**Problem to solve**: Print every one of the items below word for word, leaving out the pictures.

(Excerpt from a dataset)
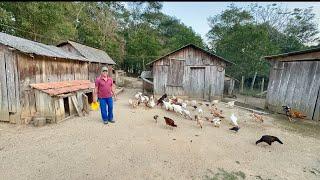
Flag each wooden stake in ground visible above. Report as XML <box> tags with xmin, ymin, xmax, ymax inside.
<box><xmin>241</xmin><ymin>76</ymin><xmax>244</xmax><ymax>93</ymax></box>
<box><xmin>260</xmin><ymin>78</ymin><xmax>264</xmax><ymax>97</ymax></box>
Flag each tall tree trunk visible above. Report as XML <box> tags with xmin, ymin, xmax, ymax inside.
<box><xmin>250</xmin><ymin>72</ymin><xmax>257</xmax><ymax>90</ymax></box>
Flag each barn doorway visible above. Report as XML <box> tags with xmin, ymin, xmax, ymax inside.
<box><xmin>190</xmin><ymin>67</ymin><xmax>205</xmax><ymax>99</ymax></box>
<box><xmin>63</xmin><ymin>97</ymin><xmax>70</xmax><ymax>118</ymax></box>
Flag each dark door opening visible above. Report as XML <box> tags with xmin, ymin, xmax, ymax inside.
<box><xmin>63</xmin><ymin>97</ymin><xmax>70</xmax><ymax>117</ymax></box>
<box><xmin>85</xmin><ymin>92</ymin><xmax>93</xmax><ymax>104</ymax></box>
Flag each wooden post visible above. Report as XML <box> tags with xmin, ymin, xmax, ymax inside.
<box><xmin>261</xmin><ymin>78</ymin><xmax>264</xmax><ymax>97</ymax></box>
<box><xmin>240</xmin><ymin>76</ymin><xmax>244</xmax><ymax>93</ymax></box>
<box><xmin>250</xmin><ymin>72</ymin><xmax>257</xmax><ymax>90</ymax></box>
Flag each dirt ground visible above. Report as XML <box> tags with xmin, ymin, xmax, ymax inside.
<box><xmin>0</xmin><ymin>89</ymin><xmax>320</xmax><ymax>180</ymax></box>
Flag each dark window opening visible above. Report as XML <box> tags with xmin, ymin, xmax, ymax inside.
<box><xmin>63</xmin><ymin>97</ymin><xmax>70</xmax><ymax>117</ymax></box>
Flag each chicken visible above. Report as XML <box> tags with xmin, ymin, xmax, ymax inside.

**Solution to the problem**:
Flag each wooden stake in ground visible above. Report as XML <box> tags with xmin, ymin, xmax, ymax inside.
<box><xmin>241</xmin><ymin>76</ymin><xmax>244</xmax><ymax>93</ymax></box>
<box><xmin>260</xmin><ymin>78</ymin><xmax>264</xmax><ymax>97</ymax></box>
Flag each tall tree trunk visible above. Report as XML <box> tags with xmin, ymin, xmax, ymax inside.
<box><xmin>250</xmin><ymin>72</ymin><xmax>257</xmax><ymax>90</ymax></box>
Flag each barn doorway visible above. Report as XML <box> tags with xmin, ymin, xmax, ymax inside.
<box><xmin>190</xmin><ymin>67</ymin><xmax>205</xmax><ymax>99</ymax></box>
<box><xmin>63</xmin><ymin>97</ymin><xmax>70</xmax><ymax>118</ymax></box>
Flag each dark door opening visible above. Report as XML <box> tags with xmin, ymin, xmax, ymax inside.
<box><xmin>63</xmin><ymin>97</ymin><xmax>70</xmax><ymax>117</ymax></box>
<box><xmin>85</xmin><ymin>92</ymin><xmax>93</xmax><ymax>104</ymax></box>
Flag each wooden post visible above. Report as XML <box> tags with xmin, ymin, xmax, ymax inside.
<box><xmin>261</xmin><ymin>78</ymin><xmax>264</xmax><ymax>97</ymax></box>
<box><xmin>240</xmin><ymin>76</ymin><xmax>244</xmax><ymax>93</ymax></box>
<box><xmin>250</xmin><ymin>72</ymin><xmax>257</xmax><ymax>90</ymax></box>
Flag each dirt ground visible above. Report as XML <box> tags with xmin, ymin, xmax, ymax inside.
<box><xmin>0</xmin><ymin>89</ymin><xmax>320</xmax><ymax>180</ymax></box>
Flag each dark window opening visible above. Report as XML <box> tags with xmin, ymin, xmax, ymax inside.
<box><xmin>63</xmin><ymin>97</ymin><xmax>70</xmax><ymax>117</ymax></box>
Flag each chicken visible above. Report as XML <box> tags with xmin, ymin, xmax, ymax inside.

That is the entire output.